**WHAT YOU ARE ASKED TO DO**
Exactly the lines from the one containing "the tree trunk" through the end of the data below are to be reproduced, and nothing besides them.

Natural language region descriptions
──────────
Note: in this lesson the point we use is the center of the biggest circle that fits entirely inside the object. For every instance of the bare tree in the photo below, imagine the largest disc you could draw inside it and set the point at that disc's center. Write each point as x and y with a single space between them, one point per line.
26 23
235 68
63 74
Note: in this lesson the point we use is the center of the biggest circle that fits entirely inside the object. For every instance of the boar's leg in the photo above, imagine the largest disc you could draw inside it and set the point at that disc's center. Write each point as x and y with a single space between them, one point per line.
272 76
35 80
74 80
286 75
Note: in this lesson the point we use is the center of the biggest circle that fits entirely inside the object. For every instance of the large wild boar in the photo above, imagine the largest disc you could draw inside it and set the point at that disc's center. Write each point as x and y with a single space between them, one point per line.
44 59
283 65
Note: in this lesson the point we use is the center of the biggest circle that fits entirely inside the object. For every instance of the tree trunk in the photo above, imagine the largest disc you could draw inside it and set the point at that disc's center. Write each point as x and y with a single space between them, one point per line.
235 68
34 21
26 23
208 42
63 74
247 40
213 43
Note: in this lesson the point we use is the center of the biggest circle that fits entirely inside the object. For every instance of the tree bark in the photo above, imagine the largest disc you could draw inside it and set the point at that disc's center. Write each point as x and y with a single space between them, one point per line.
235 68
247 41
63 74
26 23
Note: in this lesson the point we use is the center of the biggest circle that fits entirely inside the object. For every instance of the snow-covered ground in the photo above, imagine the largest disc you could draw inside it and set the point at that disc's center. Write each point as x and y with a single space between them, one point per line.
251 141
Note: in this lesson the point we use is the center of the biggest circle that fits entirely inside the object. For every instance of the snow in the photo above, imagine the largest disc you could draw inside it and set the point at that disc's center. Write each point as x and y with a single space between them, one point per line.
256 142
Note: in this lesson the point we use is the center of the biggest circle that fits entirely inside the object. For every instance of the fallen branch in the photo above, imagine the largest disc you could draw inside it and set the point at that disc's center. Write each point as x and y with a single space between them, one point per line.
──────────
**RESPONSE**
Note: in this lesson the point we use is the center of the biggest circle that fits entirely inside the object. For every instance of the tree trunk in the photo above, imagine the largest disc you could draw inside it and set the point at that disc's center. Write each point as x and y with a single space between them, one point per line.
235 68
34 21
26 23
208 42
63 74
247 40
213 43
Note: in this lesson the point we use is the center of the biggest circle that fits entirely inside the object. For every instance of the tree bark in the photo above, imagine the largest disc you could draw inside it and set the point at that disc's center. Write each point as x and y with a single space between them, one point per line.
235 68
247 41
63 74
26 23
Note: in this lesson the point we use is the center of the biggest circle that fits entirely inside the object. For every instance of the snow-covered ground in the photo above, imagine the largest disc you could draw inside it and set the point at that disc's center. Write each point as x and y with a single space between them, one point per line.
251 141
Note: in this lesson the point we use is the center of the biggest circle that fits entirely inside the object. For every instance of the snow in the photo above, imagine the largest disc you could draw inside it and set the point at that disc's center. Write each point as x and y with a single space between them, one point per line.
256 142
Note: in this lesson the point we use is the center of the biggest circle that fits entirely inside the object. For every instance of the fallen branch in the photo above, imagine the largest disc you could draw inside it and set the point at that disc's center. Write each point as x and y with a single space between them, one point per line.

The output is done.